*Direction*:
Reproduce every line of the records below without changing anything, but leave the pictures out.

● ● ● ● ● ● ●

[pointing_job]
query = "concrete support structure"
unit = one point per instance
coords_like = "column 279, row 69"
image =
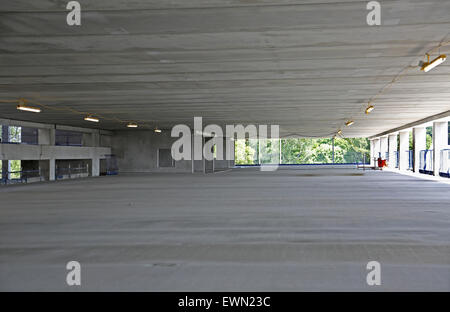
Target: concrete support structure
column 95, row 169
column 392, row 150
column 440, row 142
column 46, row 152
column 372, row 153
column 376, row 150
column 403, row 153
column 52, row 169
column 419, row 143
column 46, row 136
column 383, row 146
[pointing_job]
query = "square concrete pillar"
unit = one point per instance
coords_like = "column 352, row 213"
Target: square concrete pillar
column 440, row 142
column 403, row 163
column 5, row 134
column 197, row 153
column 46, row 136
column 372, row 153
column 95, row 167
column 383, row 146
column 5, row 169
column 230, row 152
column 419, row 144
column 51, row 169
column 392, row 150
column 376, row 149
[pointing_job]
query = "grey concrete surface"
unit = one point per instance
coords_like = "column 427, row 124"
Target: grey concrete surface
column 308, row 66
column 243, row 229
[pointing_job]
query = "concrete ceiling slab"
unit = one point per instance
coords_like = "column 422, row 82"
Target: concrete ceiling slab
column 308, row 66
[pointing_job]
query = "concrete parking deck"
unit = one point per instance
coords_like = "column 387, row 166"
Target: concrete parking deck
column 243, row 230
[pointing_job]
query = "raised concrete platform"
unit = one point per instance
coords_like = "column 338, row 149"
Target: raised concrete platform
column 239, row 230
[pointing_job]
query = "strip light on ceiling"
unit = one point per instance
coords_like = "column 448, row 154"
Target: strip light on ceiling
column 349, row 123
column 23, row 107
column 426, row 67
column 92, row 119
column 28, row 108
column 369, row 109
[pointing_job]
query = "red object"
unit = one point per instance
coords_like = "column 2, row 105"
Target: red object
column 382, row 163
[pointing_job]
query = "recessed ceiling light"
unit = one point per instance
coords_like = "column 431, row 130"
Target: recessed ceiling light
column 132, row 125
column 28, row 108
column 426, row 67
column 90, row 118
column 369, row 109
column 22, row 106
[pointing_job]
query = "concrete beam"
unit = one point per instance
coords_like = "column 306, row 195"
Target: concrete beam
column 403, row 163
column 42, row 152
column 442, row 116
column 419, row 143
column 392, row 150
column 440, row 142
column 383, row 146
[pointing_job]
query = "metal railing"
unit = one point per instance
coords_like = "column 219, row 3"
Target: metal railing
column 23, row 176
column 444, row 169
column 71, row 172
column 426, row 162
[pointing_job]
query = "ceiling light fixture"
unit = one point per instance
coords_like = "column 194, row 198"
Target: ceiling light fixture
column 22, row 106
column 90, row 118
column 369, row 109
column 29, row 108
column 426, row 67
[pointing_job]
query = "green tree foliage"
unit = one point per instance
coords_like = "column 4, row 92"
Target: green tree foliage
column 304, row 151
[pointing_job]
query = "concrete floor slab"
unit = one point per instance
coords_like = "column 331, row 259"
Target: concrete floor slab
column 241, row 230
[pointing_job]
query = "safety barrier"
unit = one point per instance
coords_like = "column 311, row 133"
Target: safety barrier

● ● ● ● ● ● ●

*Solution*:
[pointing_job]
query = "concrete support structure"
unit = one point per instance
coords_like = "column 279, row 69"
image =
Target: concrete support structure
column 95, row 169
column 392, row 150
column 440, row 142
column 46, row 152
column 372, row 153
column 376, row 150
column 403, row 153
column 52, row 169
column 419, row 143
column 46, row 136
column 383, row 146
[pointing_job]
query = "square concrete pillar"
unit = one point per instance
coords_like = "column 352, row 213"
Target: square concrete pillar
column 440, row 142
column 403, row 163
column 5, row 134
column 197, row 153
column 46, row 136
column 372, row 153
column 95, row 167
column 383, row 146
column 5, row 169
column 230, row 152
column 419, row 144
column 51, row 169
column 392, row 150
column 376, row 149
[pointing_job]
query = "grey concrete surface"
unit = one point per instance
coords_like = "column 427, row 124"
Target: grey concrete surface
column 308, row 66
column 243, row 229
[pointing_job]
query = "concrete ceiling slab"
unit = one point per instance
coords_like = "column 422, row 82"
Target: concrete ceiling slab
column 308, row 66
[pointing_job]
query = "concrete parking deck"
unit = one point per instance
coords_like = "column 387, row 166"
Target: concrete parking deck
column 243, row 230
[pointing_job]
query = "raised concrete platform"
unit = one point per instance
coords_like = "column 338, row 149"
Target: raised concrete platform
column 239, row 230
[pointing_job]
query = "strip light on ceiling"
unit = one point per instance
coords_like = "column 448, row 154"
Target: strip light on ceiling
column 349, row 123
column 23, row 107
column 426, row 67
column 92, row 119
column 28, row 108
column 369, row 109
[pointing_job]
query = "red object"
unit = one point per instance
coords_like = "column 2, row 105"
Target: red object
column 382, row 163
[pointing_job]
query = "recessed ceiling light"
unit = one point per instance
coords_like = "column 431, row 130"
Target: recessed ceiling light
column 132, row 125
column 28, row 108
column 426, row 67
column 90, row 118
column 369, row 109
column 22, row 106
[pointing_job]
query = "concrete beam"
unit = one point per instance
coords_like = "column 306, row 195"
Target: concrete beam
column 403, row 163
column 42, row 152
column 442, row 116
column 419, row 143
column 392, row 150
column 440, row 142
column 383, row 146
[pointing_job]
query = "metal railing"
unit = one point per instance
coords_like = "column 219, row 3"
Target: metal railing
column 23, row 176
column 444, row 169
column 71, row 172
column 426, row 162
[pointing_job]
query = "ceiling light fixture"
unit = one point per instance
coords_like = "column 194, row 198"
Target: ceiling light fixture
column 22, row 106
column 90, row 118
column 369, row 109
column 29, row 108
column 426, row 67
[pointing_job]
query = "green tree foliage"
unit = one point per instance
coords_like = "column 4, row 92"
Target: green tree foliage
column 304, row 151
[pointing_job]
query = "concrete floor slab"
unit = one point per instance
coords_like = "column 331, row 259"
Target: concrete floor slab
column 241, row 230
[pointing_job]
query = "safety barrier"
unit = one point per instance
coords_like = "column 311, row 133"
Target: safety barrier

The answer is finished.